TASK REQUIREMENTS
Continue the summary of the paper on supernova DES13S2cmm as a Quark-Nova, picking up after its final sentence.

SOURCE PASSAGE
----------------------------------------

The superluminous SN DES13S2cmm as a signature of a Quark-Nova in a He-HMXB system
Rachid Ouyed, Denis Leahy, Nico Koning (Department of Physics and, Astronomy, University of Calgary, Canada)

TL;DR
This paper proposes that the superluminous supernova DES13S2cmm results from a Quark-Nova event in a helium high-mass X-ray binary system, explaining its lightcurve through shock heating and subsequent black hole accretion.
Contribution
It introduces a novel model linking Quark-Nova explosions in He-HMXB systems to superluminous supernovae, providing a detailed explanation for the observed lightcurve.

----------------------------------------

[Stored data entries]
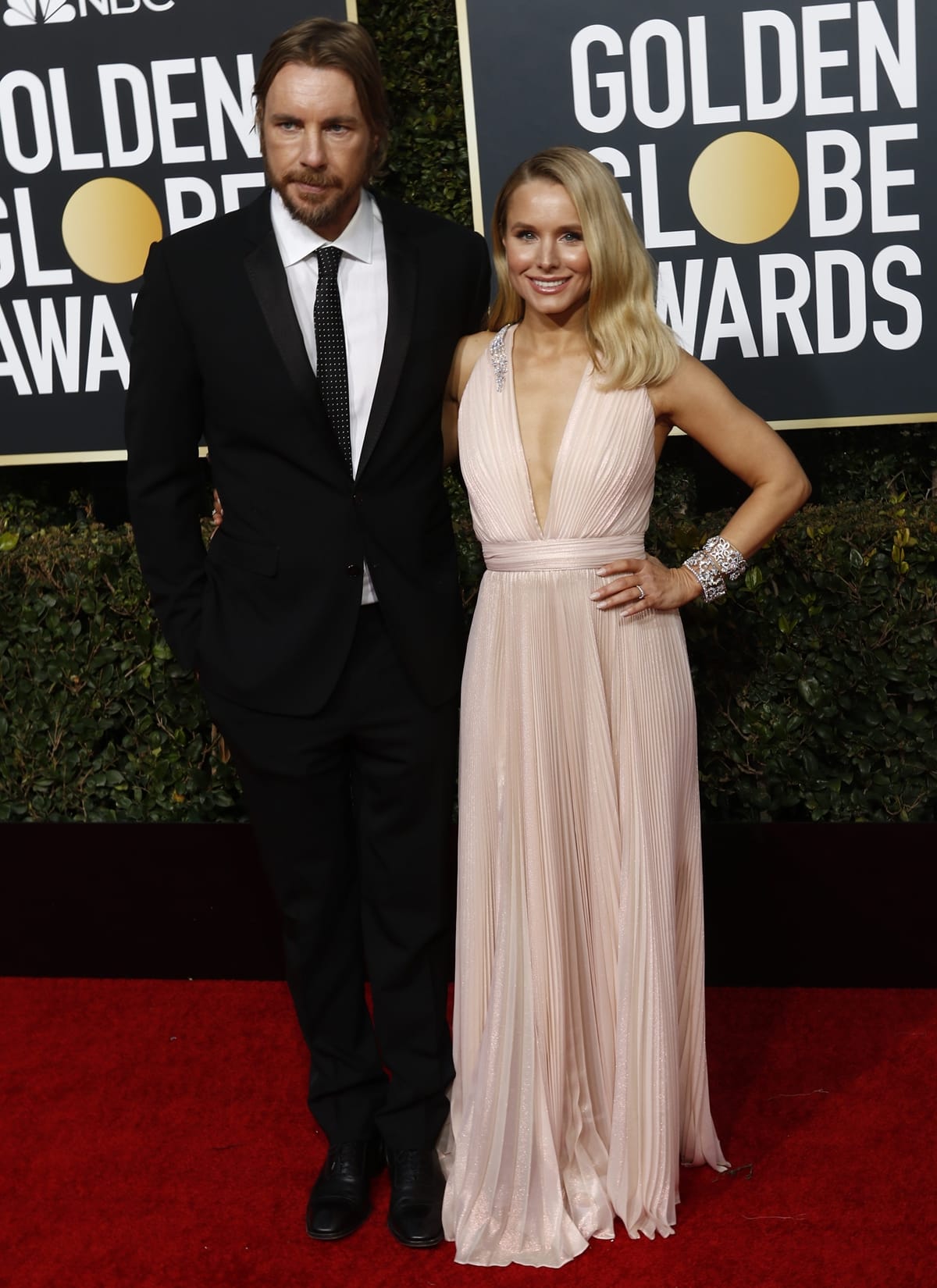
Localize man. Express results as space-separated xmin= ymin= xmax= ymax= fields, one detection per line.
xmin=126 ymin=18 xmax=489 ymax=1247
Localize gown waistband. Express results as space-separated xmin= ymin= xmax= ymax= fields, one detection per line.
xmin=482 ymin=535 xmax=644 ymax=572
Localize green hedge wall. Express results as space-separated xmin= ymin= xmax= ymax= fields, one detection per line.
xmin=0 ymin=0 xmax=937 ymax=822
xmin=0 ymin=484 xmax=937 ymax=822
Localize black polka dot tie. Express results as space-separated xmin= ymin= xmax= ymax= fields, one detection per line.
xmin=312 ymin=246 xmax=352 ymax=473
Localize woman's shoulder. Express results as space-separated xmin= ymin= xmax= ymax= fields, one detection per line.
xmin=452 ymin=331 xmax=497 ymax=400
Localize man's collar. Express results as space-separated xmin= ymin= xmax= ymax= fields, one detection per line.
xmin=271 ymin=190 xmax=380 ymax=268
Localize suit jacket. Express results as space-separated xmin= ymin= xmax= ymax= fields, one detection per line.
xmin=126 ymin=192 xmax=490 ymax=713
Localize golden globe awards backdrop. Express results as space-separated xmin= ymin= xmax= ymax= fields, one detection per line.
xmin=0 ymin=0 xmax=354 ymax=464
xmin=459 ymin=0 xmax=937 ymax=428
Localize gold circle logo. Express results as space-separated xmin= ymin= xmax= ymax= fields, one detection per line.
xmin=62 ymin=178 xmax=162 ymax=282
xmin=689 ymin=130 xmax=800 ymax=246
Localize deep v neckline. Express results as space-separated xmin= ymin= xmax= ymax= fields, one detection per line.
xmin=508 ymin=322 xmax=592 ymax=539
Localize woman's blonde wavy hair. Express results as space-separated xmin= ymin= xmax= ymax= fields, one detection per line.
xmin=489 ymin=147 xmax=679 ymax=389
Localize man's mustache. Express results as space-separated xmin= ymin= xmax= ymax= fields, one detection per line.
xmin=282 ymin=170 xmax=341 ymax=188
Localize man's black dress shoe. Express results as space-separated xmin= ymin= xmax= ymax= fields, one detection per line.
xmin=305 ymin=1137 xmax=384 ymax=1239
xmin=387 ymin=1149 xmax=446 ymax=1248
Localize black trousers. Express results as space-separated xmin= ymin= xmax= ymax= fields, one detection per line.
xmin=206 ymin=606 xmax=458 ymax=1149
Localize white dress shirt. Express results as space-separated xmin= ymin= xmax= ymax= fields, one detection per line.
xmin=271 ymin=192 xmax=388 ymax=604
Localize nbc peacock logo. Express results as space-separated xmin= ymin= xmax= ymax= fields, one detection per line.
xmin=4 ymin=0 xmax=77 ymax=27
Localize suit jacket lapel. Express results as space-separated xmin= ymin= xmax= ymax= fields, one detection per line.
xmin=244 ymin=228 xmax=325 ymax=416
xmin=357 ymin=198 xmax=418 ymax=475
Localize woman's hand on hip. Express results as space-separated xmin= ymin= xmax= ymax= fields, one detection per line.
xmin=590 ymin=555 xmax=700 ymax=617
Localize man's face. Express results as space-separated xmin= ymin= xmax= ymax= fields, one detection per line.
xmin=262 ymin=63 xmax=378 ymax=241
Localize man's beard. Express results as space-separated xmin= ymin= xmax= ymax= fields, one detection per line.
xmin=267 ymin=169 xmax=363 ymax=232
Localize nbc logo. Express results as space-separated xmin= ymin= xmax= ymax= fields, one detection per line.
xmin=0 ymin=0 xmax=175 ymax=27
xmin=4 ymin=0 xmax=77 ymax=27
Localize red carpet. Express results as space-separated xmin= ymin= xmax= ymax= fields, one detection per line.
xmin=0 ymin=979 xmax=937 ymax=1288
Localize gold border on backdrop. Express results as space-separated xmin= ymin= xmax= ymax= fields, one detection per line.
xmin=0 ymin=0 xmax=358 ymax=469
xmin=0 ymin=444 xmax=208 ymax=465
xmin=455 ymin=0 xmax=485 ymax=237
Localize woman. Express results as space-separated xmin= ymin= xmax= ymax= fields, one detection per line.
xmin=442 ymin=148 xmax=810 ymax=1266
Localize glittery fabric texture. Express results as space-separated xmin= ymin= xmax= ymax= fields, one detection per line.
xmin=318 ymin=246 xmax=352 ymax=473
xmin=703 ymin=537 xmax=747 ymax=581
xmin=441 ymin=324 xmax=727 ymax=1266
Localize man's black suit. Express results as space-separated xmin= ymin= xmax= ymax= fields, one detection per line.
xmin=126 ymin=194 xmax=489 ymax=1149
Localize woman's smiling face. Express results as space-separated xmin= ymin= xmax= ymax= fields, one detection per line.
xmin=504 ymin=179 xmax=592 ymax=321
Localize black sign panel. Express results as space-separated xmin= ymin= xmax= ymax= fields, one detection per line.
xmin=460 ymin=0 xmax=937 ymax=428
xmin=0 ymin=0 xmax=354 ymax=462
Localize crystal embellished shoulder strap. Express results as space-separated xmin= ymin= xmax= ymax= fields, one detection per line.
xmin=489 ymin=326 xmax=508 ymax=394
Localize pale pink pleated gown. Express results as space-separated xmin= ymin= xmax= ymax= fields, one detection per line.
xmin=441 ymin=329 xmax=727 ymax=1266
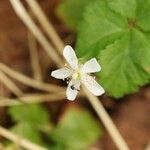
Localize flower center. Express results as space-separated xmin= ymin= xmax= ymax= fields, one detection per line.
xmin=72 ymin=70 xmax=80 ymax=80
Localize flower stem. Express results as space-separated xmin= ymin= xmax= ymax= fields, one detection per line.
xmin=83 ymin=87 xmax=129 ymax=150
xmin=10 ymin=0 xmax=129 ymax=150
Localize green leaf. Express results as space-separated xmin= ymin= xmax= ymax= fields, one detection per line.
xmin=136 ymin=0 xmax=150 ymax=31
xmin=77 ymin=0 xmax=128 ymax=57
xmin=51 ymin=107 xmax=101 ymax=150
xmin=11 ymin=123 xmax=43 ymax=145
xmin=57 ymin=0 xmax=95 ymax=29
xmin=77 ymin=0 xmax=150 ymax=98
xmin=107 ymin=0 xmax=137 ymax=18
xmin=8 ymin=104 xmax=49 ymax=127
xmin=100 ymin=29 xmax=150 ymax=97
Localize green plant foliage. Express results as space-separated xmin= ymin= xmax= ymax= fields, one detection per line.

----------------------------------------

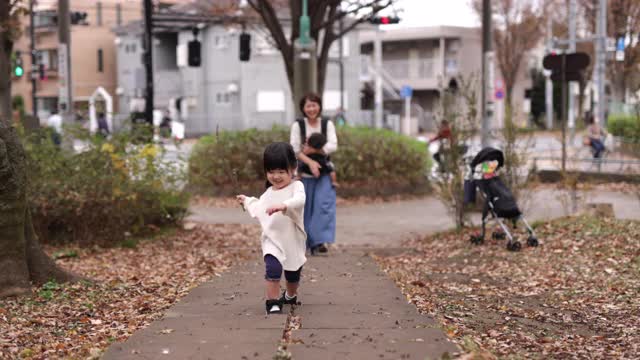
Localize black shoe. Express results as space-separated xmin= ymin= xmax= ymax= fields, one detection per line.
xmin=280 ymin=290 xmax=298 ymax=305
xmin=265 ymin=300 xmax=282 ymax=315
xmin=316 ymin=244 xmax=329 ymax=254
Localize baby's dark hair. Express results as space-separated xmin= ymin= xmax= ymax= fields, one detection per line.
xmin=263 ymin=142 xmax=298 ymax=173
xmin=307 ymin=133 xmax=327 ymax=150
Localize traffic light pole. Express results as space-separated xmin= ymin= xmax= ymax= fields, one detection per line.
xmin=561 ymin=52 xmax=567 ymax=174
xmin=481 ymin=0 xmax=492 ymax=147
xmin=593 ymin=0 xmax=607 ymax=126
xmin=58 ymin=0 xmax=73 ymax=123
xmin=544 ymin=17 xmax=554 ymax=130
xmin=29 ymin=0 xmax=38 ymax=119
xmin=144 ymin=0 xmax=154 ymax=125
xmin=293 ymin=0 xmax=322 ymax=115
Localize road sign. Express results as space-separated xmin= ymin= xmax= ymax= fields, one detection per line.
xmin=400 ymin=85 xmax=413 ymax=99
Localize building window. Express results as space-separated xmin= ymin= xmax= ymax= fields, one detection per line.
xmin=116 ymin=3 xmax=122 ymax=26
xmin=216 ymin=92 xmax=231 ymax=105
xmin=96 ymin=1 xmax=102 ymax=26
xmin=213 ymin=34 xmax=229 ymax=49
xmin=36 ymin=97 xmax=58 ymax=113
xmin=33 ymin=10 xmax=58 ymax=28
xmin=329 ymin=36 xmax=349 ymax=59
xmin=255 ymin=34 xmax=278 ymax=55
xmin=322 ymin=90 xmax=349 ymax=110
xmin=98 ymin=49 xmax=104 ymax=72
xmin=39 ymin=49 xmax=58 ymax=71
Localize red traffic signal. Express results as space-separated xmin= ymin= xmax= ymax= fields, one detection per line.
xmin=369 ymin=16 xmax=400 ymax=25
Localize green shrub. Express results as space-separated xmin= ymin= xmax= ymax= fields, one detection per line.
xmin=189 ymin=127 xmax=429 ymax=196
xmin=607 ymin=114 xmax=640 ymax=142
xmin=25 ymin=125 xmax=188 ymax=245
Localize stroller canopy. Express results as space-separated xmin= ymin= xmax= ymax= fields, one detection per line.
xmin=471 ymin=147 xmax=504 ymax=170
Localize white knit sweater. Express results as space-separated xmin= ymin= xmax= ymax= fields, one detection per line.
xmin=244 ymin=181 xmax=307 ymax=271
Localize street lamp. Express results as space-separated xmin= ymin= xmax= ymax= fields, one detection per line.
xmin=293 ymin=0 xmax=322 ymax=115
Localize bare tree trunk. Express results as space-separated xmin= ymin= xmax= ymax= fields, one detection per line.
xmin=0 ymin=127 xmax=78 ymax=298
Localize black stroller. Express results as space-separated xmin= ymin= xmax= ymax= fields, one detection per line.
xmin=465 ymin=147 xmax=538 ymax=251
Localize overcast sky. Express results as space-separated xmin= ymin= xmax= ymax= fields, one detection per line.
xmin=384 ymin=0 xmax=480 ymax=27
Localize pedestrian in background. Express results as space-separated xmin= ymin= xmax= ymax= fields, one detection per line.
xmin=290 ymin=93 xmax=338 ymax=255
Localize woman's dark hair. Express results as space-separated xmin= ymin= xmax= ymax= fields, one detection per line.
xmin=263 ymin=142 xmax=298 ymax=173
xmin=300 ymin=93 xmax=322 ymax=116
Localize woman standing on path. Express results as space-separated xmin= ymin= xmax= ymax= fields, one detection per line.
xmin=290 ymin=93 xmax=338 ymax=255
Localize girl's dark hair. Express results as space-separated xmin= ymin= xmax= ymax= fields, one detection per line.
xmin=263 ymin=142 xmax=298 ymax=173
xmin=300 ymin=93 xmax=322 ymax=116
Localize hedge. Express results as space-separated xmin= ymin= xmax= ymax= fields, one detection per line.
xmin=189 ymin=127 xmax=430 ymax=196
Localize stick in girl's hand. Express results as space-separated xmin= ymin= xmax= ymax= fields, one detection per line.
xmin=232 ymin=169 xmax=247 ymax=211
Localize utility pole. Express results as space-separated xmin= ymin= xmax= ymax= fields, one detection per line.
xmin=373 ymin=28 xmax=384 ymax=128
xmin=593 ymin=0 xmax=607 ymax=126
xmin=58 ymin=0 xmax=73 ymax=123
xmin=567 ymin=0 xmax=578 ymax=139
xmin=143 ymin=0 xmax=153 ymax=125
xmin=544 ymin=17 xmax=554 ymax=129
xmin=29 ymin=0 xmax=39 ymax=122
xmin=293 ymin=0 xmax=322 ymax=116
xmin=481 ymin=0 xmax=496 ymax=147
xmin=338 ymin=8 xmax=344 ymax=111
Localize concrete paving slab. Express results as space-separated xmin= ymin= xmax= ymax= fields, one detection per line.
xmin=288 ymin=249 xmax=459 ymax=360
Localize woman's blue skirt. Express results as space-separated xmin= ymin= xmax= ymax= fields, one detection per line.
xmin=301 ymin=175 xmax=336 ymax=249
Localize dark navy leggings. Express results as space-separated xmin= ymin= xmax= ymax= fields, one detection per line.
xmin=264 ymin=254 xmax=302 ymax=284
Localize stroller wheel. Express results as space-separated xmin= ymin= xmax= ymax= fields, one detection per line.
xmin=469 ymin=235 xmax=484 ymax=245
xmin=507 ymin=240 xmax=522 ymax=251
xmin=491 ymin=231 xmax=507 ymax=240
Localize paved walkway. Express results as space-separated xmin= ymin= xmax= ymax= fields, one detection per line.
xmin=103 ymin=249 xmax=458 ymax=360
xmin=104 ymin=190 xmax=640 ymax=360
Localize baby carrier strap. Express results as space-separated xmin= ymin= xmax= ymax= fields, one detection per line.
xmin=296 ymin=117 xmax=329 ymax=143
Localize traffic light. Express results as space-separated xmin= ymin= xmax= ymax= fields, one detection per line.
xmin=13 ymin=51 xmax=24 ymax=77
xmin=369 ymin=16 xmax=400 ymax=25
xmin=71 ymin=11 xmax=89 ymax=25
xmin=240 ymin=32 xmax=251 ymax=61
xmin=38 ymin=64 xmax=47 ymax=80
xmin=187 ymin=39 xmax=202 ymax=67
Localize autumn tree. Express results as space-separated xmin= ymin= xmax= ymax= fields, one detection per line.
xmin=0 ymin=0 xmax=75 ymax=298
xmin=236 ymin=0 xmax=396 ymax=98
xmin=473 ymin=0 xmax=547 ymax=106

----------------------------------------

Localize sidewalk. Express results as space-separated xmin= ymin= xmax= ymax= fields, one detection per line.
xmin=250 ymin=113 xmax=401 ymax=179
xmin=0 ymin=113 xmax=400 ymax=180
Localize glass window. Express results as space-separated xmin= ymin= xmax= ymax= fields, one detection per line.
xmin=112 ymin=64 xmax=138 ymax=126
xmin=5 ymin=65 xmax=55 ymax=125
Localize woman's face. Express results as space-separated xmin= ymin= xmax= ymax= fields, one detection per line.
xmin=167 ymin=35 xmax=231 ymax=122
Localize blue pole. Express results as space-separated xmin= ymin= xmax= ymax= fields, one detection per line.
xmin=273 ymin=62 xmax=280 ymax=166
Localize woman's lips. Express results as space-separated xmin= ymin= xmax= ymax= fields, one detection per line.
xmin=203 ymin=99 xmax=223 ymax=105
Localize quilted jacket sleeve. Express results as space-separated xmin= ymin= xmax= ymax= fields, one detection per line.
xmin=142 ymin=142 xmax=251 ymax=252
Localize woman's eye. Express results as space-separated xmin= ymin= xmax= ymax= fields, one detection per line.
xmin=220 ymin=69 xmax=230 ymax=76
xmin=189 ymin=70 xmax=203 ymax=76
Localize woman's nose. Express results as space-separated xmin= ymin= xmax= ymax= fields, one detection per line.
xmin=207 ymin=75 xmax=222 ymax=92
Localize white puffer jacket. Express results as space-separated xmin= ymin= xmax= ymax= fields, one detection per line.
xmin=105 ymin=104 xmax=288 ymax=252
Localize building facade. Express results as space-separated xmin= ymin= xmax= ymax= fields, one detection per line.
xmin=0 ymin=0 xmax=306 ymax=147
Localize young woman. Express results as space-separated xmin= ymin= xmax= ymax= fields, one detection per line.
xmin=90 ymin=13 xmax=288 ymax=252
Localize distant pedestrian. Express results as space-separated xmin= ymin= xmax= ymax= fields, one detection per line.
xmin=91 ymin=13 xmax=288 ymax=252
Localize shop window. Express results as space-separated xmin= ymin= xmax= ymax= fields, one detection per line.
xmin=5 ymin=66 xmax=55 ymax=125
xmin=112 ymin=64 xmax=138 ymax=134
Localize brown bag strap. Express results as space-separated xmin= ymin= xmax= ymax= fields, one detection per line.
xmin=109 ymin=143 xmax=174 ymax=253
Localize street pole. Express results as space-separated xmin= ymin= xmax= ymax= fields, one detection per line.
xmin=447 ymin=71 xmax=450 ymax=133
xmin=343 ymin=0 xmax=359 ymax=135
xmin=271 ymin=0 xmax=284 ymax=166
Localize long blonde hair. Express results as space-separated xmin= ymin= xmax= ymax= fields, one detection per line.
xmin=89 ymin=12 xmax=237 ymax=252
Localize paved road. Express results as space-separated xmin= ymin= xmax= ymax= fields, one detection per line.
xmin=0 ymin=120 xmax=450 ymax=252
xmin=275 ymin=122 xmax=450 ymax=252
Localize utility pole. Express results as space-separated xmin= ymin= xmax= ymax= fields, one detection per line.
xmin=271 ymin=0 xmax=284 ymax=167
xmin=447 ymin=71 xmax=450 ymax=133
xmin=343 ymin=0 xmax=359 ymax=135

----------------------------------------

RESPONSE BELOW
Findings
Excellent fit to the supernova's lightcurve with reduced chi^2 of 1.09
The model accounts for both early and late-time emission features
Black hole accretion explains the late-time luminosity increase
Abstract
We show that by appealing to a Quark-Nova (the explosive transition of a neutron star to a quark star) occurring in an He-HMXB system we can account for the lightcurve of the first superluminous SN, DES13S2cmm, discovered by the Dark-Energy Survey. The neutron star's explosive conversion is triggered as a result of accretion during the He-HMXB second Common Envelope phase. The dense, relativistic, Quark-Nova ejecta in turn energizes the extended He-rich Common Envelope in an inside-out shock heating process. We find an excellent fit (reduced chi^2 of 1.09) to the bolometric light-curve of SN DES13S2cmm including the late time emission, which we attribute to Black Hole accretion following the conversion of the Quark Star to a Black hole.